- **WORK TO DO**:
a) Write out the part of the passage on South Africa's energy plans between "All future plants, however, would" and "knowledge of CCS.", inclusive.
b) Rewrite all the records below with "distant" changed to "far-off" and nothing else altered. Omit the pictures.

The bank is in a unique position where it has a bird's eye view of developments in renewable energy in the world. The World Bank can assist and advise with respect to best practice in so far as regulation and implementation is concerned. Hence, South Africa does see a clear and ongoing role for the World Bank, along with other regional players such as the African Development Bank in assisting with meeting our committed targets for reducing emissions. In addition to financing for renewables, the Eskom Project also includes Technical Assistance for scaling up of Energy Efficiency and DSM.

4. Would South Africa accelerate the de-commissioning of older plants if warranted by the success of demand side measures?

Answer: We will explore the acceleration of the de-commissioning dates of older inefficient plants, if warranted as part of the overall energy strategy and as informed by the success of energy efficiency and demand side measures. This will further contribute toward reaching our emission reduction targets.

However, a view to de-commissioning is something that we can only do in the medium term given our current energy requirement and the fact that the new and more efficient technology will only come on stream in approximately five years. In addition, any decommissioning of plants would be determined as a result of the integrated resource plan (IRP) process, which would include the life cycle of the plant. De-commissioning older plants is an objective under the IRP that government plans to table before parliament in the latter part of the year.

5. Would South Africa work with the World Bank to incorporate carbon capture and storage readiness provisions in the Medupi and Kusile plants? What are the specific challenges of CCS readiness in South Africa?

Answer: The use of CCS technology internationally is in its early stages of development. It is expensive and the full environmental impact of its use is not fully understood, hence South Africa cannot commit to Medupi's readiness in this regard, especially given the critical commissioning schedule of Medupi.

In terms of South African environmental legislation, Medupi is classified as an existing plant, and CCS was not a requirement (CCS was not being considered for large coal projects even in developed countries at that time) as evidenced in the record of decision by the South African Department of Environmental Affairs. This technology was not considered during the design phase of Medupi which commenced in 2005/06 and thus predates the 2008 announcement.

However, South Africa has a progressive framework within which new technologies could be applied as and when the geological studies and methods of transportation are being explored. CCS retrofitting as it pertains to Medupi cannot be discounted despite the fact that the plant is not being laid out specifically to facilitate a retrofit.

All future plants, however, would have to make provision for CCS and the development and design of the Kusile plant is being and will be undertaken with this in mind as and when affordable technology becomes available. In addition South Africa is taking several steps to improve its knowledge of CCS.

- **EXERCISE MATERIAL**:
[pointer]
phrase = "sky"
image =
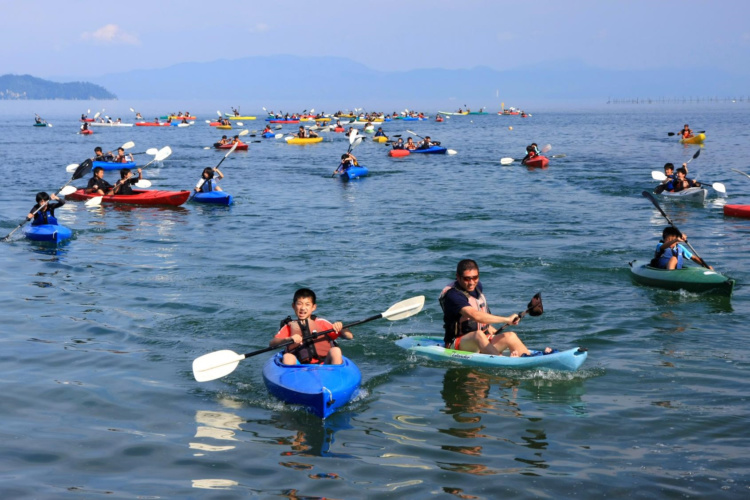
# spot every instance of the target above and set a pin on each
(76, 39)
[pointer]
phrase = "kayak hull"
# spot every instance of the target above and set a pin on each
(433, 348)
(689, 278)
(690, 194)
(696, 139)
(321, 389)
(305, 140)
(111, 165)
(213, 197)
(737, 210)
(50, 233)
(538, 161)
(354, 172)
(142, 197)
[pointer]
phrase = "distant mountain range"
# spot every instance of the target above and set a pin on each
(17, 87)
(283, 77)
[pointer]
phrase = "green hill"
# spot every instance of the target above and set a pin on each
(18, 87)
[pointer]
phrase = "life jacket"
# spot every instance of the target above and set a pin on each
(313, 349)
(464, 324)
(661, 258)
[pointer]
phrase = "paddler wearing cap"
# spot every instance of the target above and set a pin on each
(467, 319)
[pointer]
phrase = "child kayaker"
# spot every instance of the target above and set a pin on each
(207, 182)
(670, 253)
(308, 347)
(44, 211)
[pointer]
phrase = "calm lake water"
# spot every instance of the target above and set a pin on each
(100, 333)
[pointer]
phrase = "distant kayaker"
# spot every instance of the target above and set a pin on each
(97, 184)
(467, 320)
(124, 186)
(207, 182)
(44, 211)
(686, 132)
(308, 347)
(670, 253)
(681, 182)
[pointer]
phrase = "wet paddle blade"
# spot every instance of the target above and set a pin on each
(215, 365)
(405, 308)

- **PER-TASK ANSWERS**:
a)
All future plants, however, would have to make provision for CCS and the development and design of the Kusile plant is being and will be undertaken with this in mind as and when affordable technology becomes available. In addition South Africa is taking several steps to improve its knowledge of CCS.

b)
[pointer]
phrase = "sky"
image =
# spot every instance of the target above and set a pin on each
(76, 39)
[pointer]
phrase = "kayak hull"
# spot every instance of the target above and set a pin on each
(433, 348)
(689, 278)
(690, 194)
(696, 139)
(321, 389)
(305, 140)
(111, 165)
(213, 197)
(737, 210)
(50, 233)
(538, 161)
(354, 172)
(142, 197)
[pointer]
phrase = "far-off mountain range"
# spot every instance of the target above and set a pin on each
(17, 87)
(283, 77)
[pointer]
phrase = "green hill"
# spot every instance of the target above and set a pin on each
(18, 87)
[pointer]
phrase = "life jacket"
# spot every instance of the target above and set a pin on each
(313, 349)
(464, 324)
(661, 258)
[pointer]
phrase = "paddler wearing cap"
# spot every instance of the target above and set a pin on each
(467, 319)
[pointer]
phrase = "child kayaker"
# spot every instance of the target above and set a pin on each
(207, 182)
(670, 253)
(308, 347)
(44, 211)
[pointer]
phrase = "calm lake water"
# spot every instance of the target above and set a pin on each
(100, 333)
[pointer]
phrase = "far-off kayaker"
# spot every instance of the target above and set a pin on each
(97, 184)
(467, 320)
(124, 186)
(207, 182)
(44, 211)
(686, 132)
(308, 347)
(670, 253)
(681, 182)
[pointer]
phrase = "wet paddle blade"
# spot every instance of the target above and set a pin on each
(215, 365)
(405, 308)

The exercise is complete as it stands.